Stated goal:
Copy out all of the data exactly as it appears.

Record list:
____________________
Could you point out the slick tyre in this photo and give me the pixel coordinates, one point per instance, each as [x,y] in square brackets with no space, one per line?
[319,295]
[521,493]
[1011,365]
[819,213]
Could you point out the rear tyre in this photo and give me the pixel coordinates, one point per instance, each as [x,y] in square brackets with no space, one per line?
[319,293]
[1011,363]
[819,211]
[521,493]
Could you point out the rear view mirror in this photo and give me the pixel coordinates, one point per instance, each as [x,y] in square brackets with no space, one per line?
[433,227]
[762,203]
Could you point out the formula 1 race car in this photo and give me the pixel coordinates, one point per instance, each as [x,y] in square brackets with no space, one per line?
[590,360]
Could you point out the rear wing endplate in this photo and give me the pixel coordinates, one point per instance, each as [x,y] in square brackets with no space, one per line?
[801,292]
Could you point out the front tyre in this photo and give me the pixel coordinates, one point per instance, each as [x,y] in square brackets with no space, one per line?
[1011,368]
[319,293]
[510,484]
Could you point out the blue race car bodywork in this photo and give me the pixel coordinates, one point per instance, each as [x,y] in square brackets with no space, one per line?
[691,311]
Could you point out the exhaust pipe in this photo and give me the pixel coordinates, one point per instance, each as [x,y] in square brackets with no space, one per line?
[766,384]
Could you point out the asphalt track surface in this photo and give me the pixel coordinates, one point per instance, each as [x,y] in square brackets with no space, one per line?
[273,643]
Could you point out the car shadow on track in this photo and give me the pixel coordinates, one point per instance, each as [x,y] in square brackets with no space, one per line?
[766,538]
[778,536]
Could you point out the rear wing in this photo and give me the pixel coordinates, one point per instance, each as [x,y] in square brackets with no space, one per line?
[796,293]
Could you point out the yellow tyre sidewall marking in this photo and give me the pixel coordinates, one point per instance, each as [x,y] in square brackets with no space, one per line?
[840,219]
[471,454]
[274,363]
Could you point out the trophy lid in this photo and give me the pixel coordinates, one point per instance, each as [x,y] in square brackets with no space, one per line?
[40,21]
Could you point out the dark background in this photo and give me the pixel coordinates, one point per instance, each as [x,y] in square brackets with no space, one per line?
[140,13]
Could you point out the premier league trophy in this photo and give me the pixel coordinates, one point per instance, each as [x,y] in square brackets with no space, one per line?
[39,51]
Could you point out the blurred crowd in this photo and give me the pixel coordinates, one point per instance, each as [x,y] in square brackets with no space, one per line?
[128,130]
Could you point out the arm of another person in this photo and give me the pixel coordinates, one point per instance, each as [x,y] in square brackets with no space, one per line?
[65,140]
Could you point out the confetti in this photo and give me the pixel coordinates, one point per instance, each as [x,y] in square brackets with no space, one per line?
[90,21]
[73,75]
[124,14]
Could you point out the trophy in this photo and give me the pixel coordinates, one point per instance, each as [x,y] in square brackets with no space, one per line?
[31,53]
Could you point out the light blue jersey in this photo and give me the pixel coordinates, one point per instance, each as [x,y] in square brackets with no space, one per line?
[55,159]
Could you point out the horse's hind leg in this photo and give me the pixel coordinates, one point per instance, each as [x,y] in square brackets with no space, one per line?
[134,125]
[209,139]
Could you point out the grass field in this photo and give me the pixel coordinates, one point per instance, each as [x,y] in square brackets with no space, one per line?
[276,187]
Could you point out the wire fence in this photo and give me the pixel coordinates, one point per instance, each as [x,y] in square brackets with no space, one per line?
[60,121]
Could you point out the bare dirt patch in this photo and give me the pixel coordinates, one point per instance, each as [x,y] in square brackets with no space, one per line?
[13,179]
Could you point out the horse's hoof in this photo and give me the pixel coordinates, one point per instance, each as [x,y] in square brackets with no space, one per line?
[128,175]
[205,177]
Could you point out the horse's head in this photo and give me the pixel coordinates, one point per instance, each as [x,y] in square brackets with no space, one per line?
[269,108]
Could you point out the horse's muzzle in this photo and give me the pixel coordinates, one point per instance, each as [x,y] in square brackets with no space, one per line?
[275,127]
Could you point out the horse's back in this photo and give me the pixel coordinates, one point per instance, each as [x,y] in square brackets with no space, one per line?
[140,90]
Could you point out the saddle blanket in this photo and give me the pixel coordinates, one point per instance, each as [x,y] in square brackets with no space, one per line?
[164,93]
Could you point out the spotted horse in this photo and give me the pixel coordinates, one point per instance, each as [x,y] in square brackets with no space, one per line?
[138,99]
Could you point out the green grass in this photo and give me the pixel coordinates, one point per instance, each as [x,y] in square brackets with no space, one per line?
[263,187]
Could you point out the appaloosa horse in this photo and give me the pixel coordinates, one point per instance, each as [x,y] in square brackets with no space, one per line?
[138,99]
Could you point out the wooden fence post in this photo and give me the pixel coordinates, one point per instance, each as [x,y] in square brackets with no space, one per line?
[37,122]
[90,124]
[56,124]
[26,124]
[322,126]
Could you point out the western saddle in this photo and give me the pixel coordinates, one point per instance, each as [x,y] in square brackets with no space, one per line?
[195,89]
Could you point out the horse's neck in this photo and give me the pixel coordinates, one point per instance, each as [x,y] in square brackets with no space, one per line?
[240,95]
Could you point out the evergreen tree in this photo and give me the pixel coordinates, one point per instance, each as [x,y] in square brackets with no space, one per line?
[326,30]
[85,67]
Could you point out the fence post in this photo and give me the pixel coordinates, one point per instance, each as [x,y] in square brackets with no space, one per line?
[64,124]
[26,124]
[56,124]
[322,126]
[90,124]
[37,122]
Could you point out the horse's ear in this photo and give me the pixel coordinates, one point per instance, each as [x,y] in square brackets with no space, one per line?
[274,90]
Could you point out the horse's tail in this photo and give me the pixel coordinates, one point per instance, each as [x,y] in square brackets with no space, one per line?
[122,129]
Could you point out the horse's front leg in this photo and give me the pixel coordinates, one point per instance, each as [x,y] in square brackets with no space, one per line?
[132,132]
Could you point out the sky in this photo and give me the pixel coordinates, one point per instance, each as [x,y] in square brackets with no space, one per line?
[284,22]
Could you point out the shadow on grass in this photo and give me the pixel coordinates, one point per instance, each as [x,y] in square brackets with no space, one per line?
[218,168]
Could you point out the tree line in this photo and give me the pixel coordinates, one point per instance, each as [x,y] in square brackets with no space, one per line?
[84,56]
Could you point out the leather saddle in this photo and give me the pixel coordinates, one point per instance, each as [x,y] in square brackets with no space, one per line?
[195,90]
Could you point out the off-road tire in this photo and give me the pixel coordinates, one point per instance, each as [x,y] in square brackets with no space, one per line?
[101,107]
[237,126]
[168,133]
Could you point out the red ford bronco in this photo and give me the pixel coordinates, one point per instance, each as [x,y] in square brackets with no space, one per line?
____________________
Result for this task:
Could you point out the slick tyre in this photo and give me the pixel coordinates, one point per instance, each as [x,y] in square brackets with no space, one per line?
[319,295]
[521,493]
[1011,365]
[819,213]
Could you point out the rear tyre in this photo and give me the pixel coordinates, one point per instance, each as [x,y] in square brackets with no space, one per line?
[319,293]
[1011,363]
[819,211]
[521,493]
Could you point out the rear view mirror in this photo and give me the pixel coordinates, one point per instance, each as [x,y] in square brackets with no space, one per line?
[433,227]
[762,203]
Could you point out the formula 1 race car in this photo and give me the pixel coordinates, one point per instance, each as [x,y] in square brackets with no space, one per line?
[590,360]
Could you point out the rear wing endplate in this photo and give me the pixel coordinates, one point per instance, each as [x,y] in square brackets with no space, one per line?
[801,292]
Could you point out the front tyre in this photo and give me the pixel coordinates, one point per instance, each as [x,y] in square brackets with no space, one per line?
[1011,368]
[319,293]
[510,484]
Could you point out the blue race car bodywork in this photo and give me the pixel coordinates, one point per instance, each as [x,y] in square brackets with no space, one per line?
[691,311]
Could you point out the exhaust pipe in this photo and give me the pixel coordinates, one point per instance, each as [x,y] in square brackets with no space, one per line?
[766,384]
Could you point out the asphalt track surface in this photo and give me the pixel coordinates, one point per instance, each as [x,y] in square brackets with no space, one per line?
[273,643]
Could you point out the car shadow on track in this photo and give me the pixel coordinates, one point per instance, each as [x,y] in square brackets with no space, one per line?
[766,538]
[778,536]
Could you point out the rear wing in this photo and give me the pixel coordinates, one point per instance, each as [x,y] in square brackets with no space, one per line?
[796,293]
Could you point out the yellow tyre sidewall marking in this photo and give me the pixel coordinates, one point per instance, each as [x,y] in square brackets with no space, one per line?
[840,219]
[471,454]
[274,363]
Could you point out the trophy lid in this photo and give me the pixel coordinates, one point per instance, each as [x,y] in square brackets with no space, one per line?
[40,21]
Could you point out the dark background in this photo and give me the pixel coordinates, one point per instance, each as [x,y] in square brackets with no space, one per line?
[140,13]
Could you point out the premier league trophy in this photo and give me the pixel coordinates, one point per instance, each as [x,y] in square brackets with no space, one per line?
[39,51]
Could you point out the blurred crowd in this photo and give me the pixel coordinates, one point per instance, each as [x,y] in square brackets with no space, one per line?
[128,130]
Could you point out the arm of another person in this photo and give me the pixel coordinates, one point per instance, each as [x,y] in square brackets with no space, one per line?
[65,140]
Could you point out the confetti in this photo and give me the pixel coordinates, one point per instance, each as [x,y] in square brackets with no space, one per line?
[90,21]
[73,75]
[124,14]
Could you point out the trophy in this photo and give me the pixel coordinates, one point per instance, each as [x,y] in square brackets with no space, one per line?
[31,53]
Could you point out the light blue jersey in this photo and give me the pixel coordinates, one point per instance, each as [x,y] in square brackets with no space, one per line?
[55,159]
Could you point out the horse's hind leg in this photo and give me the pixel coordinates, one point per instance, each as [x,y] in square brackets with no space, one per line?
[134,125]
[209,139]
Could you point out the grass field in this photo and give me the pixel coordinates, one point per instance, each as [x,y] in square brackets with no space, one per line?
[276,187]
Could you point out the wire fence in this photo and give me the pixel coordinates, one point per instance, each as [x,y] in square brackets with no space, one per line?
[60,121]
Could you point out the bare dirt patch in this photo and give me the pixel coordinates, one point per instance, each as [x,y] in square brackets with no space, one per line?
[13,179]
Could you point out the horse's hoof in this photo and give me the pixel coordinates, one point per instance, each as [x,y] in square brackets with no space, one per line?
[128,175]
[205,177]
Could you point out the horse's head in this photo and give me the pixel coordinates, one point per instance, each as [x,y] in square brackets with no space, one per line?
[269,108]
Could you point out the horse's muzzle in this photo and give me the pixel coordinates, one point per instance, each as [x,y] in square brackets with no space, one per line?
[275,127]
Could you point out the horse's back in this photo and give me the pixel coordinates, one point per instance, each as [x,y] in square brackets with no space, one per line?
[140,90]
Could you point out the saddle blanket in this photo and give me the pixel coordinates, one point per instance, each as [x,y] in square brackets with no space, one per line?
[164,93]
Could you point out the spotted horse in this photo and give me the pixel coordinates, one point per instance, each as [x,y] in square brackets with no space, one per line?
[138,99]
Could you point out the green grass in this photo and give me the pixel coordinates, one point per instance, each as [x,y] in square brackets with no space, one per line?
[263,187]
Could you point out the appaloosa horse in this photo and give me the pixel coordinates, one point per instance, each as [x,y] in square brackets with no space, one per line?
[138,99]
Could you point out the wooden fence post in this photo and give me the pixel coordinates, one point per instance, each as [x,y] in square brackets with no space, one per line?
[37,122]
[90,124]
[56,124]
[26,124]
[322,126]
Could you point out the western saddle in this photo and give me the pixel coordinates, one point per instance, each as [x,y] in square brackets with no space, one per line?
[195,89]
Could you point out the horse's neck in this photo and give me the pixel coordinates, one point per instance, each as [x,y] in square brackets with no space, one per line?
[240,95]
Could you point out the evergreen tree in this photo and give me the pixel coordinates, one point per instance, each as [x,y] in square brackets with no space, one per line?
[326,30]
[85,67]
Could you point out the fence post in this photo and give me the pixel coordinates, one point per instance, each as [x,y] in square brackets with no space, one per line?
[64,124]
[26,124]
[56,124]
[322,126]
[90,124]
[37,122]
Could you point out the horse's ear in this photo and give me the pixel coordinates, one point per instance, each as [x,y] in square brackets with no space, one per line?
[274,90]
Could you point out the horse's tail in this photo and give me the pixel coordinates, one point per instance, each as [x,y] in square brackets with no space, one per line?
[122,129]
Could you point out the horse's front leg in this photo and give me the pixel coordinates, one point per instance, each as [x,y] in square brackets with no space, one per line?
[132,132]
Could you point out the sky in this photo and give me the pixel coordinates, one point per instance, each as [x,y] in square brackets with no space, one per line?
[284,22]
Could you point out the shadow on grass in this photo and give me the pixel coordinates, one point per instance, each as [x,y] in square brackets with no space, one per line?
[218,168]
Could you point out the tree line in this photo and give me the pixel coordinates, one point per instance, each as [x,y] in square brackets with no space, one per line?
[84,56]
Could you point out the leather saddle in this photo and give me the pixel coordinates, one point per instance, each as [x,y] in square brackets with no space, one per line?
[195,90]
Could you point out the off-road tire in this photo and give me the pixel coordinates, one point per instance, each as [x,y] in square brackets with no space, one per line?
[101,107]
[237,126]
[168,133]
Could you point out the red ford bronco in this photo and give me the pixel coordinates, one point per instance, each as [x,y] in square brackets with no space, one per line?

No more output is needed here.